Page extract:
--- BEGIN ---

The dev/product team should fundamentally agree the alerts should be rare, not regular.

Instead of just tweaking alarms, and feeling beaten down at the regular issues, change your thinking to tackle the root causes and fix them, just like any bug or new feature.

You’ll become excited that you’re solving the issues.

By having this shared understanding in the dev team to always be resolving root cause of outages, including architecture restructures and rebuilds of components that take weeks or months, you’ll reduce these incidents dramatically.

Finally, by doing this, you share the pain with everyone else - product managers and business leads don’t get their features or other improvements as fast, they now see what you deal with, they’ll ask why things appear to have slowed down, and you can now say you need more resources.

I've seen this on many teams. There are several other options are you not looking at. One is changing the systems to the on-call becomes way less burdensome and much more automated. Not sure if this is an option or not. This isn't easy to implement (eg I've seen many engineers misunderstand the problem and focus on cool tech often, this isn't a blank check) but it's a great option and one I've seen get people promoted in the long term.

I've also seen teams where this festered and no one fixed it. I usually got called in in the end to fix it. Often the engineers weren't even talking to the managers about the issue and that's all a fix took, a solution that wasn't just more money or more people. It also helps if you can come up with a basic cost benefit analysis in terms of wasted dev time that could be used for something else. This is a language managers speak.

You should really consider and discuss with your manager several of the options in the comments: pay, sleep replacement time, more people on the loop, better automation, tech debt work that is focused on burning down the most common pages, etc. It's never a great idea to show up with only one possible fix, especially when that's "pay me more". They may not be able to, or not thin you are worth, and then your option is leave or deal. If you have quite a few more options maybe a compromise can be reached.

Engineers just suffering in silence and then quitting in anger is really the worst option tho. So open a dialog if you have not about other options.

As some others said, if you're not getting traction, also talk with your skip... you are meeting with your skip right? But don't come to them with problems and gripes. Come to them with possible solutions and get their advice on those solutions, and be open to their suggestions as well.

I'm probably piling on, but wanted to echo a lot of what's been said.

On-call responsibilities are supposed to be a two way street between an employee and an employer.

Employers expect employees to be on-call and handle production incidents quickly. That's good for the product.

The two way side of it is that employees must have the autonomy and time to fix the root causes of what's paging them to reduce toil.

This is the root of "you build it, you own it". "Own" means having autonomy.

That kind of engineering work does come at the expense of feature delivery. However, it's also good for the product.

Regarding getting paid more for going on-call, from your description, the issue doesn't sound like it's a financial one. If you received $X00 per week more, would that be an acceptable tradeoff for the constant anxiety of your phone paging you at any time or waking up at least once per night?

--- END ---

Job:
Rewrite the on-call discussion from the passage starting at "Employers expect employees" and ending at "to reduce toil.", swapping "production incidents" for "production outages".

Dataset rows:
--- BEGIN ---

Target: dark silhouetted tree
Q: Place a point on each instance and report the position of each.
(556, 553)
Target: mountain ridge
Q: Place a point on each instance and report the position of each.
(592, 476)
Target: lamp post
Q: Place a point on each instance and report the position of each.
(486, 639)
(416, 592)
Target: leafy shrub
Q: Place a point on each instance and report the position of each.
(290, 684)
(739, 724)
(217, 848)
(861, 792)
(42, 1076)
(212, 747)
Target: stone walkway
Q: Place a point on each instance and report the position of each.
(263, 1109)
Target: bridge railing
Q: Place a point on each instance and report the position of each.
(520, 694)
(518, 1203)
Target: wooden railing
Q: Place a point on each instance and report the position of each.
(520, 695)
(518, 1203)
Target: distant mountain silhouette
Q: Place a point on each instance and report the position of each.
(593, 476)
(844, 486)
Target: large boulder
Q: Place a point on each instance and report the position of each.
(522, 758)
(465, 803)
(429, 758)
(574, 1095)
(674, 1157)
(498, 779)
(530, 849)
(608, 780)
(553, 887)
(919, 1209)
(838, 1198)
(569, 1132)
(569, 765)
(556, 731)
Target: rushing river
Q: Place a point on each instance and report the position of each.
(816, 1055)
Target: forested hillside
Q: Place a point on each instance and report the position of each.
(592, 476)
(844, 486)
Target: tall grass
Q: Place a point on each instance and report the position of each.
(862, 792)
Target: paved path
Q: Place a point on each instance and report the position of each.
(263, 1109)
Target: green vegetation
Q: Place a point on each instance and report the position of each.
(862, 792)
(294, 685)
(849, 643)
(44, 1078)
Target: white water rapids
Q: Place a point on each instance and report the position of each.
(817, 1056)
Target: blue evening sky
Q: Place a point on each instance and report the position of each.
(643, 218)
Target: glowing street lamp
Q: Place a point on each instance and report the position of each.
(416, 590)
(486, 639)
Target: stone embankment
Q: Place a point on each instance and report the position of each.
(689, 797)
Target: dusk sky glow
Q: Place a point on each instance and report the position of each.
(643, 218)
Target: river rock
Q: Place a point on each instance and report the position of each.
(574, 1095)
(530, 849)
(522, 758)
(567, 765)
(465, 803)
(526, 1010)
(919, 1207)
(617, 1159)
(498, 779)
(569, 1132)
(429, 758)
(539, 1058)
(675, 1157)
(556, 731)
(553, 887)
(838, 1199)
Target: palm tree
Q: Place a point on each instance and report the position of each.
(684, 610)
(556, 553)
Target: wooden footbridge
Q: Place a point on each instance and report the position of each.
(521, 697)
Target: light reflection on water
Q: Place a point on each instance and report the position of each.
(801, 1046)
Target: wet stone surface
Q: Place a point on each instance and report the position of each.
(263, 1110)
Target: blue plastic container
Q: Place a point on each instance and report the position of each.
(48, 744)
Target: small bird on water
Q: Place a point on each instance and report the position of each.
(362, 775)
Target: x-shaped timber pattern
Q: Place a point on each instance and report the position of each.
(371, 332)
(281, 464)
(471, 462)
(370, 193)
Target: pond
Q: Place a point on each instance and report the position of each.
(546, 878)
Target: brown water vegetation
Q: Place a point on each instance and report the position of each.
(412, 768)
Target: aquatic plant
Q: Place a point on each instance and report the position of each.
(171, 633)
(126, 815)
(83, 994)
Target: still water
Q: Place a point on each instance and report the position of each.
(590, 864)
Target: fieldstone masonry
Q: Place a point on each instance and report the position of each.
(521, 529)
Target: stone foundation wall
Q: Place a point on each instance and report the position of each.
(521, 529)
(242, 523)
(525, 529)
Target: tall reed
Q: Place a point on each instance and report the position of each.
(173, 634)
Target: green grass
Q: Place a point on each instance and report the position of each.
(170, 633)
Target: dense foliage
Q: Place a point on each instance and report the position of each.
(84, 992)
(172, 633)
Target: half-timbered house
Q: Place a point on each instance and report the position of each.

--- END ---

Task output:
Employers expect employees to be on-call and handle production outages quickly. That's good for the product.

The two way side of it is that employees must have the autonomy and time to fix the root causes of what's paging them to reduce toil.